_INSTRUCTIONS TO FOLLOW_
The output should be all entries, each matching the original exactly.

Content starts

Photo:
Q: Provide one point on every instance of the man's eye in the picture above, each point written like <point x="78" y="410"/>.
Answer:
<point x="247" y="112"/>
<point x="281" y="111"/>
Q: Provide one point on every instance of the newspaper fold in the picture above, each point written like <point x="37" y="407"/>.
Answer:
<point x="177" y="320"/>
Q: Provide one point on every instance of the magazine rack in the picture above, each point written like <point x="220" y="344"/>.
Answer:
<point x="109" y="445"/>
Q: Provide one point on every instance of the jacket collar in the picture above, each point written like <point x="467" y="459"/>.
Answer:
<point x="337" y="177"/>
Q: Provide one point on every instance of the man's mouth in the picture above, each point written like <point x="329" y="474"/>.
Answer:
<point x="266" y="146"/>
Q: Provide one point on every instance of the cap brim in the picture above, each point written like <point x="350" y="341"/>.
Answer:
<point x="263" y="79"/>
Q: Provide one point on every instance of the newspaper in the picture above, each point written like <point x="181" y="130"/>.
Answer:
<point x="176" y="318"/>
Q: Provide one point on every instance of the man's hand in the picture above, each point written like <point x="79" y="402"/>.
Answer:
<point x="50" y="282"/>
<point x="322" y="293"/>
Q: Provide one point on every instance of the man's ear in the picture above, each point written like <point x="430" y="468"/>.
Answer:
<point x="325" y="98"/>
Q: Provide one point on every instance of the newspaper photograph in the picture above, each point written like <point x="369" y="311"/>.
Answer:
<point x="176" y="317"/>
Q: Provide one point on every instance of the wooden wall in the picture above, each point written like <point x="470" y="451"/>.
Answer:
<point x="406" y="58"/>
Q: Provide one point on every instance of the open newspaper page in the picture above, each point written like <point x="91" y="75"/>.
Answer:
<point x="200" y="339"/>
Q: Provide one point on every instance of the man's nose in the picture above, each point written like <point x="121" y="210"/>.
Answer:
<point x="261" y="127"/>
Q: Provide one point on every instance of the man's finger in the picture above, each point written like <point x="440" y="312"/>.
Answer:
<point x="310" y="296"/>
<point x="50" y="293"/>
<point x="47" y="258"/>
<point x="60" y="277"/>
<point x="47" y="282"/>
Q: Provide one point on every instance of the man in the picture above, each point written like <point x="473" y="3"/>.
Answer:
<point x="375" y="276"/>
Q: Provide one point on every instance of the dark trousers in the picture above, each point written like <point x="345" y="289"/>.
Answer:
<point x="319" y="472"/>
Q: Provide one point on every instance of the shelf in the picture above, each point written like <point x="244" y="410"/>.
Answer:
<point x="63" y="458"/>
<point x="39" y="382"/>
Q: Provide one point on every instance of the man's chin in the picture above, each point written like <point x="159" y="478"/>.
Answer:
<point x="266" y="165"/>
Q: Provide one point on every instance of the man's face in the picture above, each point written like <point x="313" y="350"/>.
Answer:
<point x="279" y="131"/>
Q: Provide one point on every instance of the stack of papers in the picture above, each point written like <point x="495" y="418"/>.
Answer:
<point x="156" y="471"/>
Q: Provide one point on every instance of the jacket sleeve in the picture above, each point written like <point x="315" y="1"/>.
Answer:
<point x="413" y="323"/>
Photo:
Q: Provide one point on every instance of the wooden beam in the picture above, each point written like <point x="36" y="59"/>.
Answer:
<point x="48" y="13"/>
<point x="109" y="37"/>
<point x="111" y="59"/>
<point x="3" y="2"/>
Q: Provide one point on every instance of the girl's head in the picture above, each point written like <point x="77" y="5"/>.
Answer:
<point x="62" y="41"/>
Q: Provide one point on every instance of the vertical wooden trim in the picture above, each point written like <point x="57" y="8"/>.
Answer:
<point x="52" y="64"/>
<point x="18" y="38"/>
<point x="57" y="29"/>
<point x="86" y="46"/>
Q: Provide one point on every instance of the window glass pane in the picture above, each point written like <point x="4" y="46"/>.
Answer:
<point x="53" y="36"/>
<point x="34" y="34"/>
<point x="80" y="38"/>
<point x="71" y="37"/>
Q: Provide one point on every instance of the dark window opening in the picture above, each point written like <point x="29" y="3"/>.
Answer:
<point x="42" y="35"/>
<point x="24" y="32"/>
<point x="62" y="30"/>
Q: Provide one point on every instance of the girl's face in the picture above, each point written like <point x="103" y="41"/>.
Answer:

Content ends

_WRITTEN ANSWER_
Photo:
Q: Provide one point on every instance of the man's eye in the picture above, each point written like <point x="78" y="410"/>.
Answer:
<point x="247" y="112"/>
<point x="281" y="111"/>
Q: Provide one point on every instance of the newspaper fold in the picture above, each point written like <point x="37" y="407"/>.
Answer:
<point x="177" y="320"/>
Q: Provide one point on every instance of the magazine rack in the picture above, each point written like <point x="220" y="344"/>.
Answer:
<point x="109" y="445"/>
Q: Provide one point on every instance of the jacket collar in the picture above, each point written like <point x="467" y="459"/>.
Answer:
<point x="337" y="177"/>
Q: Provide one point on every instance of the man's mouth in the picture above, each point written like <point x="329" y="474"/>.
Answer:
<point x="266" y="146"/>
Q: Provide one point on every instance of the cap brim in the picture above, each point written like <point x="350" y="341"/>.
Answer:
<point x="263" y="79"/>
Q: Provide one point on every instance of the newspaper in the picture above, each point written like <point x="181" y="130"/>.
Answer:
<point x="176" y="318"/>
Q: Provide one point on every instance of the man's hand in the picture above, each point written like <point x="79" y="402"/>.
Answer:
<point x="50" y="282"/>
<point x="322" y="293"/>
Q: Provide one point on every instance of the man's ear in the picture above, each point written like <point x="430" y="468"/>.
Answer:
<point x="325" y="98"/>
Q: Provide one point on every instance of the newspaper photograph in the picture above, each point written like <point x="369" y="311"/>.
Answer:
<point x="176" y="317"/>
Q: Provide one point on every instance of the wooden wall in the picture above, each point written like <point x="470" y="451"/>.
Answer:
<point x="406" y="58"/>
Q: Provide one point on every instance of the open newspaper page in the picture above, each point written like <point x="91" y="75"/>.
Answer:
<point x="200" y="339"/>
Q: Provide one point on every instance of the man's nose in the picture above, each point written like <point x="121" y="210"/>.
Answer:
<point x="261" y="127"/>
Q: Provide one point on every instance of the man's finger in the picture above, each point written like <point x="440" y="312"/>.
Answer:
<point x="310" y="296"/>
<point x="50" y="293"/>
<point x="47" y="258"/>
<point x="60" y="277"/>
<point x="47" y="282"/>
Q: Provide one point on every instance of the man in the picture above, each point written like <point x="473" y="3"/>.
Answer:
<point x="375" y="276"/>
Q: Provide one point on every instance of the dark trousers in the picture above, each point written like <point x="345" y="289"/>.
Answer:
<point x="319" y="472"/>
Q: Provide one point on every instance of the shelf in the picture above, each point written like <point x="244" y="410"/>.
Answer:
<point x="63" y="458"/>
<point x="39" y="382"/>
Q: Provide one point on every instance of the man's chin in the picture above, each point written like <point x="159" y="478"/>.
Answer:
<point x="266" y="165"/>
Q: Provide one point on every instance of the man's face in the picture above, each point written like <point x="313" y="350"/>.
Answer:
<point x="279" y="131"/>
Q: Provide one point on every instance of the stack of papers in the picture above, each point written like <point x="495" y="418"/>.
Answer:
<point x="156" y="471"/>
Q: Provide one point on every instance of the jacket sleeve in the picture above, each point written like <point x="315" y="1"/>.
Answer:
<point x="413" y="323"/>
Photo:
Q: Provide one point on every instance of the wooden beam in the picture above, each point written like <point x="36" y="59"/>.
Answer:
<point x="48" y="13"/>
<point x="109" y="37"/>
<point x="111" y="59"/>
<point x="3" y="2"/>
Q: Provide one point on every instance of the girl's head in the picture above, each point written like <point x="77" y="5"/>.
Answer:
<point x="62" y="41"/>
Q: Provide one point on every instance of the vertical wooden trim in the picture above, each point written like <point x="57" y="8"/>.
Answer:
<point x="52" y="64"/>
<point x="18" y="38"/>
<point x="57" y="29"/>
<point x="86" y="46"/>
Q: Provide one point on every instance of the window glass pane in the picture above, each point written like <point x="4" y="46"/>.
Answer:
<point x="53" y="36"/>
<point x="34" y="34"/>
<point x="80" y="38"/>
<point x="71" y="37"/>
Q: Provide one point on every instance of the dark window opening in the picture above, each point written like <point x="29" y="3"/>.
Answer:
<point x="42" y="35"/>
<point x="24" y="32"/>
<point x="62" y="30"/>
Q: Provide one point on every instance of the girl's face in the picture above, each point written like <point x="103" y="41"/>.
Answer:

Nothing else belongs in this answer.